En communication et en marketing, c’est toujours bien d’être le premier ou le plus grand. C’est aussi valable pour les fermes urbaines. De gros chiffres et de belles formules marketing promettent des expériences agri-urbaines merveilleuses !

Ces derniers mois, j’ai encore vu passer des gros titres rediffusés sur tous les réseaux de ce type :

Une ferme urbaine de 14 000 m², la plus grande d’Europe, ouvrira à Paris en 2020

Le projet se veut ambitieux : mille fruits et légumes sont attendus chaque jour en « haute saison », soit environ 200 tonnes par an.

Le Monde, 13/08/2019, campagnesetenvironnement.fr, 02/01/2020

Paris : le toit de Parc Expo va accueillir une méga ferme urbaine

Une vingtaine de maraîchers produiront plus de 1 000 fruits et légumes d’une trentaine d’espèces par jour. La ferme offrira aussi de nombreux services : location de potagers, visites pédagogiques, ateliers pour les entreprises.

Sciences et Vie, 23/06/2019

La plus grande serre urbaine d’Europe va pousser à Colombes

Des choux, des fraises, de la ciboulette mais aussi des truites et de l’algue spiruline au bord de l’autoroute A86. C’est l’ambitieux pari de la plus grande ferme urbaine d’Europe qui sera construite d’ici à 2021 à Colombes.

Le Parisien, 26/06/2019

Le plus grand toit en ferme urbaine d’Asie est à Bangkok

Une ferme urbaine de 7 000 m² est construite sur le toit de l’Université Thammasat de la vaste métropole de béton de Bangkok, en Thaïlande.

lepetitjournal.com, 11/12/2019, 7sur7.be, 28/12/2019

LUFA, la plus grande serre sur toit au monde

D’une superficie de 163 000 pi2 (1.5ha), cette nouvelle serre est plus grande que les trois autres serres (Anjou, Ahuntsic et Laval) de l’entreprise réunies.
▬▬▬▬▬▬▬▬▬▬
◆ PROBLÈMES ET EXERCICES
a - Veuillez recopier à l'identique le passage de l'extrait sur les fermes urbaines qui s'ouvre sur les mots contenant « Le Monde, 13/08/2019, campagnesetenvironnement.fr, 02/01/2020 » et se ferme sur « pour les entreprises. ».
b - Répondez aux questions suivantes à partir de l'extrait sur les fermes urbaines.
(i) Quelle superficie est annoncée pour la ferme urbaine qui doit ouvrir à Paris en 2020 ?
(ii) Sur le toit de quelle université la ferme urbaine de Bangkok est-elle construite ?
(iii) Au bord de quelle autoroute la ferme urbaine de Colombes doit-elle voir le jour ?
▬▬▬▬▬▬▬▬▬▬
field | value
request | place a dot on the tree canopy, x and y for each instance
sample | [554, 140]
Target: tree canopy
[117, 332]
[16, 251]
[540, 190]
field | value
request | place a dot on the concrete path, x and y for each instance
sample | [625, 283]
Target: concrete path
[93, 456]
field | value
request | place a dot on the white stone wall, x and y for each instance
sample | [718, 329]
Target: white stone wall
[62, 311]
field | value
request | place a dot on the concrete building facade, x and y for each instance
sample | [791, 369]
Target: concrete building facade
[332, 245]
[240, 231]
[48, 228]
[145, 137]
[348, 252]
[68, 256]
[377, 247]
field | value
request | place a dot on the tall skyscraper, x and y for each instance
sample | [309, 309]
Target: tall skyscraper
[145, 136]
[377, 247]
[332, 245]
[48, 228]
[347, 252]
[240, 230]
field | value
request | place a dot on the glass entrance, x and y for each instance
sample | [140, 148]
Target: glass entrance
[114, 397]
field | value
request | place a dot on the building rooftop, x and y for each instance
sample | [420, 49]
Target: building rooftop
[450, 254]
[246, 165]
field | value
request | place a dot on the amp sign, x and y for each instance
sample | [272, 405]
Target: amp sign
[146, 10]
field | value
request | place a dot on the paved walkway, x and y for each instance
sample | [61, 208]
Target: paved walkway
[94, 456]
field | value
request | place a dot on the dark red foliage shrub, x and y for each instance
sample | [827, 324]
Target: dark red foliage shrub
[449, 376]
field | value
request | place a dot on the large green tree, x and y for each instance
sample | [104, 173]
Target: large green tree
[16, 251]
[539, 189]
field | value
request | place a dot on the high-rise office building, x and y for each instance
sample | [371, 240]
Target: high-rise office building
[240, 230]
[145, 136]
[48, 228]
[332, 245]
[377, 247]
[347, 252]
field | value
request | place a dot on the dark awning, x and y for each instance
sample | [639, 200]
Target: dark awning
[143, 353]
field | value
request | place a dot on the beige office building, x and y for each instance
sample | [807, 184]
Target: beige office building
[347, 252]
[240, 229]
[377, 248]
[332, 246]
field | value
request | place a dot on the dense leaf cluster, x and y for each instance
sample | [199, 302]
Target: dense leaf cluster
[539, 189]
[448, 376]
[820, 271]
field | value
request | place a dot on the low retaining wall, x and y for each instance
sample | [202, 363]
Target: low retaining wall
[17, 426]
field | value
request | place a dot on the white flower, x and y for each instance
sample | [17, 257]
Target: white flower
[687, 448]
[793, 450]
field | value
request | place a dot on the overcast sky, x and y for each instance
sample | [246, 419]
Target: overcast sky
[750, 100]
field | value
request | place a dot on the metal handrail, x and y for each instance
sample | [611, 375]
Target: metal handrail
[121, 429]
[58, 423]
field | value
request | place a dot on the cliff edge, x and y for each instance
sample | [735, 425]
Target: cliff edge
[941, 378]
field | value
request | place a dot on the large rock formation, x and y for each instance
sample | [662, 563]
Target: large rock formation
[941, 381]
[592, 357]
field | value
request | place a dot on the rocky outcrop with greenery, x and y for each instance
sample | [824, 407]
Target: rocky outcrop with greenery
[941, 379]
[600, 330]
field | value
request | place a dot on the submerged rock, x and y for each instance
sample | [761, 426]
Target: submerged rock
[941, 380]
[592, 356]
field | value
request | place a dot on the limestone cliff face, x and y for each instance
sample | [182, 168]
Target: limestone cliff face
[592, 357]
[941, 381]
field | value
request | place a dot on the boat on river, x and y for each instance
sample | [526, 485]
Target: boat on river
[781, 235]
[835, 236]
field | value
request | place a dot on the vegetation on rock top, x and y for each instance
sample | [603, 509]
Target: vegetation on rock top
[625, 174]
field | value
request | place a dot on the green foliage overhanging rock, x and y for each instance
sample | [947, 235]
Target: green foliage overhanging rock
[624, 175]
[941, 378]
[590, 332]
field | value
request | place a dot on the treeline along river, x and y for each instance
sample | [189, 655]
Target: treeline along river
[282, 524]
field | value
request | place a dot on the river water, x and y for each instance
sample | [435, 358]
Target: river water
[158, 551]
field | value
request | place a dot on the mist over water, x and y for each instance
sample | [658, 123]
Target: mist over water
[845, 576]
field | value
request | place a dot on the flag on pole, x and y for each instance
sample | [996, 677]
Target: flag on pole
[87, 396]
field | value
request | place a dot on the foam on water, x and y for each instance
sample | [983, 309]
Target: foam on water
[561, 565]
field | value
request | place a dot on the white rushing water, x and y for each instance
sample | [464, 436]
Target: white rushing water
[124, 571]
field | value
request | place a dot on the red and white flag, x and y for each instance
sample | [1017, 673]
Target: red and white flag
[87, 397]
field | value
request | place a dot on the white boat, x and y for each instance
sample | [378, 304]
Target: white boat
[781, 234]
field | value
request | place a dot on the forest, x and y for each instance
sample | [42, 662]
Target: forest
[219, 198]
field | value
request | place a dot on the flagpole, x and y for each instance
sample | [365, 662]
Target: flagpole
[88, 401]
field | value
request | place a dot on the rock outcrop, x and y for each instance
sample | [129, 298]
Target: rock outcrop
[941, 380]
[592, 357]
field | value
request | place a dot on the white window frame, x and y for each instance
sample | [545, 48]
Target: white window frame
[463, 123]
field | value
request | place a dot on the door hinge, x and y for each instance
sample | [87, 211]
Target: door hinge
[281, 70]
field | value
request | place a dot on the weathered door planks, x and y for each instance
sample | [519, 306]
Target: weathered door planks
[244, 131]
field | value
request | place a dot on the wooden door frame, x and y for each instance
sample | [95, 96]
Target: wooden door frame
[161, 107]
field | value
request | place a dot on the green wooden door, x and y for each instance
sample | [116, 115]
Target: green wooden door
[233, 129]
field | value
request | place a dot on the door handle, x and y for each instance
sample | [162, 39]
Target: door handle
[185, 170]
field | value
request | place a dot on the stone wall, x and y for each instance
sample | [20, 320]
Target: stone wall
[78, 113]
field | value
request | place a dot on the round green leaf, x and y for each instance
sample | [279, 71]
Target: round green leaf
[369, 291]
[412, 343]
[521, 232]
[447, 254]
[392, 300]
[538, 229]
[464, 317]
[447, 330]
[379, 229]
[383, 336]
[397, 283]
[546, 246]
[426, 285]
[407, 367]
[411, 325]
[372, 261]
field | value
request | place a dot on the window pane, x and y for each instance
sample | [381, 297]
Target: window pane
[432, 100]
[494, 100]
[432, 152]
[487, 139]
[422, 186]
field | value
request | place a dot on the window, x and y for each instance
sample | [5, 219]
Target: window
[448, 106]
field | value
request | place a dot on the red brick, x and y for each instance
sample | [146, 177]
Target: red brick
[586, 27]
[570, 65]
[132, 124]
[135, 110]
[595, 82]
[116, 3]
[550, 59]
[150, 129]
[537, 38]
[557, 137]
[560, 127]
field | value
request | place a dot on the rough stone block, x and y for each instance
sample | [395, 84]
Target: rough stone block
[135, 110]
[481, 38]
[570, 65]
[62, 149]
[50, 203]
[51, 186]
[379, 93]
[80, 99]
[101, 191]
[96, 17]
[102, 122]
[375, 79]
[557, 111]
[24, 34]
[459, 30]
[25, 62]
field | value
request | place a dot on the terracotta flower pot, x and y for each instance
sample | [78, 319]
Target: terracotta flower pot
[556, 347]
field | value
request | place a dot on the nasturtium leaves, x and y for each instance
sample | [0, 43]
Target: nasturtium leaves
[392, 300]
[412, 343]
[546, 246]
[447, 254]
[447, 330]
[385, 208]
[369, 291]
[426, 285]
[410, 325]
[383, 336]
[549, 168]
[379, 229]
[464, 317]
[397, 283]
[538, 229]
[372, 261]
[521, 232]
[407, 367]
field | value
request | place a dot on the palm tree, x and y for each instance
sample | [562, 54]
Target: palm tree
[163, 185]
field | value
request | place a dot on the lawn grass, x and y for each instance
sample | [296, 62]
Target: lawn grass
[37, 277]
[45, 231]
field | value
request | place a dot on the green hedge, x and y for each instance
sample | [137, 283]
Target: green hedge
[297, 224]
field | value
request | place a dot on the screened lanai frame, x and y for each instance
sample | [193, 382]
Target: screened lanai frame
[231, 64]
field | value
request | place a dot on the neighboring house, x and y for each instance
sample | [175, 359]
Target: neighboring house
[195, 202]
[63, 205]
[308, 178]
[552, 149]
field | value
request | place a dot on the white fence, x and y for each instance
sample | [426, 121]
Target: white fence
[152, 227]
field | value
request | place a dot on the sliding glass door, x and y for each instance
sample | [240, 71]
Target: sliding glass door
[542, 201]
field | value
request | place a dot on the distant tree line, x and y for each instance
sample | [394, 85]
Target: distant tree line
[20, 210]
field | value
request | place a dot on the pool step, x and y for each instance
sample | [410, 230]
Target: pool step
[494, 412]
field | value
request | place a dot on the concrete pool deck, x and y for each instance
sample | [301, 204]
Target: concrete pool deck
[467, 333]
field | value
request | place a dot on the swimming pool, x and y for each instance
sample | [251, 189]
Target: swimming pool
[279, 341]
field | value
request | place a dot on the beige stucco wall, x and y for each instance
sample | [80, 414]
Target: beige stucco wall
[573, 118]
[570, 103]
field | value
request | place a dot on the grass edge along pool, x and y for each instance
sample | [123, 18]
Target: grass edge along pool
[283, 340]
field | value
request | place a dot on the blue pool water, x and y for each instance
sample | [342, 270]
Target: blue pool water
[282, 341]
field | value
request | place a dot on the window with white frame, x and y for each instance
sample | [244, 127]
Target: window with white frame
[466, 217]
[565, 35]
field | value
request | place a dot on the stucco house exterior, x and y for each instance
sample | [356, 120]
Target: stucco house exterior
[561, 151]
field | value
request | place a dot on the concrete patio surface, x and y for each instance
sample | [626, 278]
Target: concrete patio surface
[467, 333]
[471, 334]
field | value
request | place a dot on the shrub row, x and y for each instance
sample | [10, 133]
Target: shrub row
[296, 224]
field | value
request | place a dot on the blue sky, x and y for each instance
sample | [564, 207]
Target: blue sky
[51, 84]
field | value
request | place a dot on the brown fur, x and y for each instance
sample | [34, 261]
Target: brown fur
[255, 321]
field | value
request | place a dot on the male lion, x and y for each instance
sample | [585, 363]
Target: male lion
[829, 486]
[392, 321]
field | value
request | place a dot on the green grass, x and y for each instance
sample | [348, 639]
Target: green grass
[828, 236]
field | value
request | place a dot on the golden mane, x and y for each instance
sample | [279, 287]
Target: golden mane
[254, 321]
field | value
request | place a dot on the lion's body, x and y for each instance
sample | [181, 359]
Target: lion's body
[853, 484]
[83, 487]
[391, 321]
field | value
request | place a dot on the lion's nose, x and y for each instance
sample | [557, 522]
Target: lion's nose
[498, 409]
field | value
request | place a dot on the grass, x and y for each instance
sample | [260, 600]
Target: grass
▬▬▬▬▬▬▬▬▬▬
◆ CORRIGÉS DES EXERCICES
a -
Le Monde, 13/08/2019, campagnesetenvironnement.fr, 02/01/2020

Paris : le toit de Parc Expo va accueillir une méga ferme urbaine

Une vingtaine de maraîchers produiront plus de 1 000 fruits et légumes d’une trentaine d’espèces par jour. La ferme offrira aussi de nombreux services : location de potagers, visites pédagogiques, ateliers pour les entreprises.

b -
(i) 14 000 m²
(ii) L'Université Thammasat
(iii) L'autoroute A86